TAREFA:
Repita sem alterações a passagem do texto sobre a tarifa de ônibus, começando em "Naquele instante, o" e seguindo até "uma nova metodologia.", inclusive.

TRECHO DO TEXTO:
A consequência negativa das Jornadas de Junho de 2013: a nova tarifa do ônibus

Juliana Tiemi Tamanaha
Urbanerds
Published in
3 min readMar 25, 2018

Em junho de 2013 o país vivenciou um momento fora do comum. A alta das tarifas do transporte público fez eclodir as maiores manifestações já vistas nos últimos tempos nas maiores cidades brasileiras. De fato, a insatisfação não era por apenas “vinte centavos”, mas uma série de políticas públicas que seguiam sempre insatisfatórias. Logo, aquelas manifestações tomaram outras pautas, outros motes, outras caras. E então, o tema que inicialmente era a insatisfação, ficou escondido.

Nas manifestações, ouvia-se que a remuneração das empresas de ônibus era uma “caixa preta”, que ninguém sabia como era calculada em função dos custos. Mas acima de tudo, se perguntava: o lucro das empresas de ônibus era justo? Por que pagar tanto para receber tão pouco?

Naquele instante, o alarme tocou para as empresas de ônibus. De fato, existia uma metodologia, chamada Tabela GEIPOT, dos anos 1980, que só era atualizada ano a ano. Mas que já estava ultrapassada frente às transformações recentes (inovações em bilhetagem, implantação de corredores de ônibus, etc). Esta tabela também estava bem longe de dar transparência para como as empresas de ônibus eram remuneradas, e por isso, era uma “caixa preta”.

Então, um grupo liderado pela ANTP — Associação Nacional dos Transportes Públicos, NTU e frente nacional de prefeitos, formaram um grupo para discutir essa questão e propor uma nova metodologia.

DADOS COLETADOS:
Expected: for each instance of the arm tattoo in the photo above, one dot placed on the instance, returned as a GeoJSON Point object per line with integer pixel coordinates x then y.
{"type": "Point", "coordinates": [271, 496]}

RESPOSTA:
Naquele instante, o alarme tocou para as empresas de ônibus. De fato, existia uma metodologia, chamada Tabela GEIPOT, dos anos 1980, que só era atualizada ano a ano. Mas que já estava ultrapassada frente às transformações recentes (inovações em bilhetagem, implantação de corredores de ônibus, etc). Esta tabela também estava bem longe de dar transparência para como as empresas de ônibus eram remuneradas, e por isso, era uma “caixa preta”.

Então, um grupo liderado pela ANTP — Associação Nacional dos Transportes Públicos, NTU e frente nacional de prefeitos, formaram um grupo para discutir essa questão e propor uma nova metodologia.